* TASK PROMPT *
Rewrite the records below, substituting "marker" for each occurrence of "keypoint" and changing nothing else. Leave the pictures out of your answer.
------ LISTING ------
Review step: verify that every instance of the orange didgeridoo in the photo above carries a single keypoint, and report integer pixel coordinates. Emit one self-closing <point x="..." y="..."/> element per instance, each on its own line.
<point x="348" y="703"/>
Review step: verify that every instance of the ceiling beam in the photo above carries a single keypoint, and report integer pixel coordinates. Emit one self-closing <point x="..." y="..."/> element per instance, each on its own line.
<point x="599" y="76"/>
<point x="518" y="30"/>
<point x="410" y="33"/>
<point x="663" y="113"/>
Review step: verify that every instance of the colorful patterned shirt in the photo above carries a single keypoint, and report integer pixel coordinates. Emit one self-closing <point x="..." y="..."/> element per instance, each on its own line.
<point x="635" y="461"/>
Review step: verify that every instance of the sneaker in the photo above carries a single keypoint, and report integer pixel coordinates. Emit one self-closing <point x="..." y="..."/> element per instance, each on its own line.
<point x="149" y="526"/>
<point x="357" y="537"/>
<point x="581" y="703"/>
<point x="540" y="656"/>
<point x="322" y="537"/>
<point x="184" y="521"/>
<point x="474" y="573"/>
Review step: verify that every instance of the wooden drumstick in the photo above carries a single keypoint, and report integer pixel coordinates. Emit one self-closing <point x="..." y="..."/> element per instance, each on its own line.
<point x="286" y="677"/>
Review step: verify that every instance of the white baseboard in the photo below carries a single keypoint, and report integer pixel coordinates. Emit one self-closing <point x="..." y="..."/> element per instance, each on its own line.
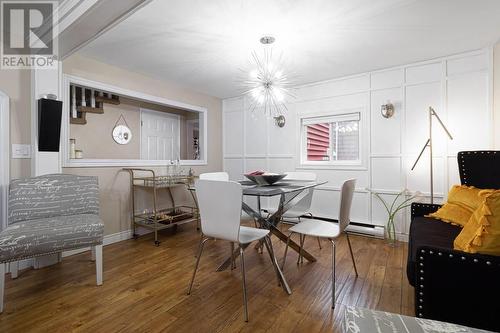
<point x="107" y="240"/>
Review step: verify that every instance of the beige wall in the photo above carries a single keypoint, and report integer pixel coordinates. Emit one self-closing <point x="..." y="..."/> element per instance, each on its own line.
<point x="17" y="85"/>
<point x="114" y="183"/>
<point x="95" y="140"/>
<point x="496" y="94"/>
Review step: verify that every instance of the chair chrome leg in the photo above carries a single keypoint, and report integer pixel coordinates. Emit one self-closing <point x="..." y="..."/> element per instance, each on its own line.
<point x="269" y="246"/>
<point x="352" y="256"/>
<point x="243" y="279"/>
<point x="286" y="251"/>
<point x="333" y="274"/>
<point x="233" y="265"/>
<point x="200" y="250"/>
<point x="300" y="259"/>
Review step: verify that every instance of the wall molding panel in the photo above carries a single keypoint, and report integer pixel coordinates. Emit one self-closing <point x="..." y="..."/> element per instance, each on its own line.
<point x="458" y="87"/>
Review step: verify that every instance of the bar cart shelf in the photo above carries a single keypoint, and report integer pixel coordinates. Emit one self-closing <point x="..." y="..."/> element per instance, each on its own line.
<point x="157" y="219"/>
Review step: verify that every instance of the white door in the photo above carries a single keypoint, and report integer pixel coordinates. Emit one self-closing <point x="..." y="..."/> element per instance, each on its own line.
<point x="159" y="135"/>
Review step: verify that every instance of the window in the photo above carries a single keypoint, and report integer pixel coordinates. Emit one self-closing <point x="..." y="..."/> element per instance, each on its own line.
<point x="331" y="139"/>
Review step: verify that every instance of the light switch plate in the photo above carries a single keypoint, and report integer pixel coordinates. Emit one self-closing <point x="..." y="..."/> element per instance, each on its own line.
<point x="21" y="151"/>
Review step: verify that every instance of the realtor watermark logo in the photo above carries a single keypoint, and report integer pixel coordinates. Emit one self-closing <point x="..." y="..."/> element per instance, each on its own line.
<point x="28" y="33"/>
------
* EXERCISE OUTPUT *
Review step: verify that every instance of the orange didgeridoo in the photo above carries a single marker, and report integer pixel coordinates. Emit one self-closing <point x="..." y="..."/> element per instance, each on its own line.
<point x="348" y="703"/>
Review step: verify that every instance of the ceiling beam in the photo above carries a single marker, and report integer pixel coordinates. Emit one self-closing <point x="..." y="..."/> element per instance, each on its own line.
<point x="599" y="76"/>
<point x="518" y="30"/>
<point x="410" y="33"/>
<point x="663" y="113"/>
Review step: verify that every instance of the colorful patterned shirt in the photo above carries a single marker, and report integer pixel coordinates. Emit one self-closing <point x="..." y="..."/> element per instance, each on its own line.
<point x="635" y="461"/>
Review step: verify that every instance of the sneaker in the photo above carries a single marker, and report integer pixel coordinates. Emit one self-closing <point x="..." y="..."/> element per instance, each on its own line.
<point x="149" y="526"/>
<point x="357" y="537"/>
<point x="581" y="703"/>
<point x="540" y="656"/>
<point x="322" y="537"/>
<point x="184" y="521"/>
<point x="474" y="573"/>
Review step: verify that every instance of the wooden drumstick in the photo above carries a single marker, and report integer pixel coordinates. Emit one self-closing <point x="..." y="..."/> element per instance, each on its own line.
<point x="286" y="677"/>
Review step: verify that every instance of the white baseboard in the photo below carries a single marker, and report integer pixel coordinates. Emit one self-closing <point x="..." y="..."/> element per instance, each on its own line.
<point x="107" y="240"/>
Review step: verify that every instance of the beige wall in the photo above carries a single marker, and report integer pixel coordinates. Emit one self-closing <point x="..." y="..."/> element per instance, each on its own line.
<point x="17" y="85"/>
<point x="114" y="183"/>
<point x="95" y="140"/>
<point x="496" y="94"/>
Review step: verify that every instance of the chair chrome leg in the photo above carries a single marker, and report integer pixel coordinates. Emit one self-closing <point x="..." y="..."/> element per instance, each on its own line.
<point x="269" y="246"/>
<point x="352" y="256"/>
<point x="243" y="279"/>
<point x="286" y="251"/>
<point x="333" y="274"/>
<point x="233" y="265"/>
<point x="200" y="250"/>
<point x="300" y="259"/>
Review step: verify that every instance of the wall molding panel in the photo above carries a single marker, and report integer pixel coordinates. Emit one self-closing <point x="..." y="..."/> element per instance, each on its own line.
<point x="458" y="87"/>
Review step: verify that every instance of the bar cart shelf in the photo above carries a single marker, and report integer pixel coordinates. Emit one self-closing <point x="..." y="..."/> element per instance, each on its own line.
<point x="157" y="219"/>
Review step: verify that every instance of the white door in the photo above carries a single marker, and report integer pixel coordinates. Emit one self-closing <point x="..." y="..."/> element per instance, each on its own line.
<point x="159" y="135"/>
Review step: verify that every instance of the window in the photo above carries a single marker, and report integer pixel coordinates. Emit one self-closing <point x="..." y="..."/> element per instance, each on its own line.
<point x="331" y="139"/>
Review step: verify that every instance of the light switch plate in the photo above carries a single marker, and report integer pixel coordinates. Emit one self-closing <point x="..." y="..."/> element per instance, each on its own line.
<point x="21" y="151"/>
Review step: verify that every instance of the realtor watermark logo in the photo above carries a single marker, and report integer pixel coordinates. Emit one self-closing <point x="..." y="..."/> element per instance, each on its own line.
<point x="28" y="33"/>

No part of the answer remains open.